• **Directions**:
A. In the essay on the Aha Zone, what did Fritjof Capra say matter is made up of?
B. Reproduce the Aha Zone essay word for word, starting with "Imagine that –" and going on through "It’s all figurative!".

• **Quoted text**:
● ● ● ● ● ● ●

Constant inquiry is the Aha Zone at work.

Some years ago, I listened to Fritjof Capra in which he stated that matter only appears to exist. That it is actually not material at all – instead, matter is made up of probability patterns.

Later, I heard that the closer to the speed of light one travels, the slower time passes. As an observer, I’d see light travel at about 186,000 miles per hour. If I were a tiny particle sitting on the photon I’d observed from a distance, I would experience no passage of time. I would literally arrive at my destination in the instant I left. The photon experiences no time passing. No concept of time as the observer reckons.

In other words, time and space do not exist as I reckon them.

Imagine that – having an experience of time and space where neither exists. What?!! How is that possible? It’s a paradox!

In order to experience, one must take themselves out of the flow of acceptance, investment, and defense… and into… the Aha Zone!

“What else…?” drives me forward, giving me the experience of change. I am cause, all I experience is effect. I experience time and space because I am change. Everything I experience expresses who I am. I am and I am not my experiences. Like the map is not the territory it represents, I am not reducible to an experience. It’s all figurative!

What does that mean? Well, then, maybe that is the ultimate question, “What is consciousness?” What gives me the capacity to have an experience of separation within wholeness? How am I the creator of my experience of life?

Occasionally, these questions flash a light into infinity – the Aha Zone.

What does this mean?

Memory as a Messenger of the Unknown

What if, within my limited awareness bubble, memory works in time and space? A conscious agent uses memory as a vehicle to perceive a relationship between time and space. If so, I must defend time and space in order to live. The “I” that lives in time must store the data necessary to balance the unknown with the known – memory.

Now seems to be the only condition of time that allows me to be served by memory. Memory’s linear design is a means of holding time accountable to space and for me to be accountable to a future I haven’t yet realized. Time supports space that supports time. Memory supports the concept of linear time and space as imagined sequences of causes and effects.

What I can perceive I can believe is real. Therefore, my memories are real because I perceive them to be. I’ve perceived fear as real and I have referred to it for present experiential support. Fear as the main criteria of my memory now seems to dominate the experiences of the present. Once I believe fear is real, it will remain so until I question and change it.

Because the unknown represents my greatest fear, I create memories to fill-in what I don’t know. With memory, I can relate the unknowable to an imagined known, a reality I call my life. This known reality brings a counter-balance and a sense of direction to mitigate the fear of the unknown.

● ● ● ● ● ● ●

• **Entries supplied**:
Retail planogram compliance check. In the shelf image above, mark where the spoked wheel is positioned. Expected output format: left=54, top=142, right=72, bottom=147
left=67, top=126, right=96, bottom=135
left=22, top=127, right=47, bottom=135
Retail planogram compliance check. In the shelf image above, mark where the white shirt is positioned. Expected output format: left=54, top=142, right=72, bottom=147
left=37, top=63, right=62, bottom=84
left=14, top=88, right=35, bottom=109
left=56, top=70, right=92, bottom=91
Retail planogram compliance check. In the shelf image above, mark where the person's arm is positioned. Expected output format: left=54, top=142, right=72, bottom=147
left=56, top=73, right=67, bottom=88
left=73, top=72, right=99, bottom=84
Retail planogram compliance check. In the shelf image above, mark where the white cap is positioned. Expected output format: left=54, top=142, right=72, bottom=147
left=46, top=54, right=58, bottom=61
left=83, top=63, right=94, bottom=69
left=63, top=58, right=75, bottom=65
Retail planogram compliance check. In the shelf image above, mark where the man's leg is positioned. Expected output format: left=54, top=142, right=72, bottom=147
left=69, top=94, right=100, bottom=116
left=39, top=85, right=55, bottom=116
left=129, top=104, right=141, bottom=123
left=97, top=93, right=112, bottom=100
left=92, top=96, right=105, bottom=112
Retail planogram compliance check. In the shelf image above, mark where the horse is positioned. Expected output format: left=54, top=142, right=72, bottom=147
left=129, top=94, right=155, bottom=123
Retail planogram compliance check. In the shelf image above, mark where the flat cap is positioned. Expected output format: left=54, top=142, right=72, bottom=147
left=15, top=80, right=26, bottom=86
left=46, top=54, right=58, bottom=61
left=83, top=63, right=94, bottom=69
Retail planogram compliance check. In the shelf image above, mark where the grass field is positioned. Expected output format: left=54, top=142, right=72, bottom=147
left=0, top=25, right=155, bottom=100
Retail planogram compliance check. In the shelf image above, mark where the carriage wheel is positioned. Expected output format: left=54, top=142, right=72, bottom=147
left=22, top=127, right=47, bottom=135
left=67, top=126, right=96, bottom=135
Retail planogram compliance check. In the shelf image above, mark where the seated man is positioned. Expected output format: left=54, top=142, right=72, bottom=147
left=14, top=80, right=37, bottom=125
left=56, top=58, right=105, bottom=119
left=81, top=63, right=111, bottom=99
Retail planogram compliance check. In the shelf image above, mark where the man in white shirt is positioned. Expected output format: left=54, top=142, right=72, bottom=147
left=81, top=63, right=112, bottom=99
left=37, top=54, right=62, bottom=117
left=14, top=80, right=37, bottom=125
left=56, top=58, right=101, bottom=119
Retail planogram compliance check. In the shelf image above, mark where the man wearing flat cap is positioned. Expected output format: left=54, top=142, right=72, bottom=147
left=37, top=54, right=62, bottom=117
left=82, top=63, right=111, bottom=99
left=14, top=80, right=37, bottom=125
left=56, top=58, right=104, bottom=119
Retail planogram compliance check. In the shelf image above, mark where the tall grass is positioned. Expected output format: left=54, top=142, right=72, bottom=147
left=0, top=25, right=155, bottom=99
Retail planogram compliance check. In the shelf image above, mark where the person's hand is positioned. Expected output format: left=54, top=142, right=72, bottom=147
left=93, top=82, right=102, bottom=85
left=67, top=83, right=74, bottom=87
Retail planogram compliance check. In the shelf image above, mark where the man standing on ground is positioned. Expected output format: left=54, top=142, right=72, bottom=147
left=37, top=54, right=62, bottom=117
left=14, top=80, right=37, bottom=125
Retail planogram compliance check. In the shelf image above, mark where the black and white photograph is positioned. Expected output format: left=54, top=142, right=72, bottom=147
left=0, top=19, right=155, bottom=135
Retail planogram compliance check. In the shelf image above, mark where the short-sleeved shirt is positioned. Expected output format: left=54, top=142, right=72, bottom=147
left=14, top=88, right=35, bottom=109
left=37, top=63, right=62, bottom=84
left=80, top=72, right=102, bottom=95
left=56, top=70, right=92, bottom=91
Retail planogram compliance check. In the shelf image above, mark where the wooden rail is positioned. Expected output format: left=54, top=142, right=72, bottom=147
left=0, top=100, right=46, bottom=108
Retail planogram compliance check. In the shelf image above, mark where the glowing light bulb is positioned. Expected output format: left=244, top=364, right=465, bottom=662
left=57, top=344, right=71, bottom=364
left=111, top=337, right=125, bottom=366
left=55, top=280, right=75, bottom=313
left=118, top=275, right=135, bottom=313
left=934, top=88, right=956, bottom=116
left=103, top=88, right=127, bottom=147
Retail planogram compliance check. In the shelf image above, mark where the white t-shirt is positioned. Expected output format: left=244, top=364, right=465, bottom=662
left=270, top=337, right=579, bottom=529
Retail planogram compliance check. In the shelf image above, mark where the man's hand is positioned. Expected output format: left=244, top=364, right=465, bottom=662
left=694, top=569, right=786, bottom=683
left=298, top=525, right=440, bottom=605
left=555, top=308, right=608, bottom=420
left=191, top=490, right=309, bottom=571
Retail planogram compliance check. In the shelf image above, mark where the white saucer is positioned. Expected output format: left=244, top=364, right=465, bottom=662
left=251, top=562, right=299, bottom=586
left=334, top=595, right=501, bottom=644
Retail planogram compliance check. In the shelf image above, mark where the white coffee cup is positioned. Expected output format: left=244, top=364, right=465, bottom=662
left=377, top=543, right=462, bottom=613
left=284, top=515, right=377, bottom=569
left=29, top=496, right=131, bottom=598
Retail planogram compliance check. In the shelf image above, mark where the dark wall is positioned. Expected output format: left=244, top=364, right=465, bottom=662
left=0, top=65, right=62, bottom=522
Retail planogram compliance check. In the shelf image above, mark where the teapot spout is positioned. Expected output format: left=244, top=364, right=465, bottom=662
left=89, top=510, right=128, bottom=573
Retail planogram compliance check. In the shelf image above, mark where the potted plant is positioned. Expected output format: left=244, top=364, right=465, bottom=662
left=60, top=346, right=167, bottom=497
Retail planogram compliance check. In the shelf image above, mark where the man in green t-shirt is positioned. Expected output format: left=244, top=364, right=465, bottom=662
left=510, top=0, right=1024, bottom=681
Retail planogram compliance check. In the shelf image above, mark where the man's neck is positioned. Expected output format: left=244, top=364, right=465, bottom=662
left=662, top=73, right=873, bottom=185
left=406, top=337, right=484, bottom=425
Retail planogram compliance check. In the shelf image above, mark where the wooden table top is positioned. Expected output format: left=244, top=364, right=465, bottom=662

● ● ● ● ● ● ●

• **Solutions to each task**:
A. Probability patterns.

B.
Imagine that – having an experience of time and space where neither exists. What?!! How is that possible? It’s a paradox!

In order to experience, one must take themselves out of the flow of acceptance, investment, and defense… and into… the Aha Zone!

“What else…?” drives me forward, giving me the experience of change. I am cause, all I experience is effect. I experience time and space because I am change. Everything I experience expresses who I am. I am and I am not my experiences. Like the map is not the territory it represents, I am not reducible to an experience. It’s all figurative!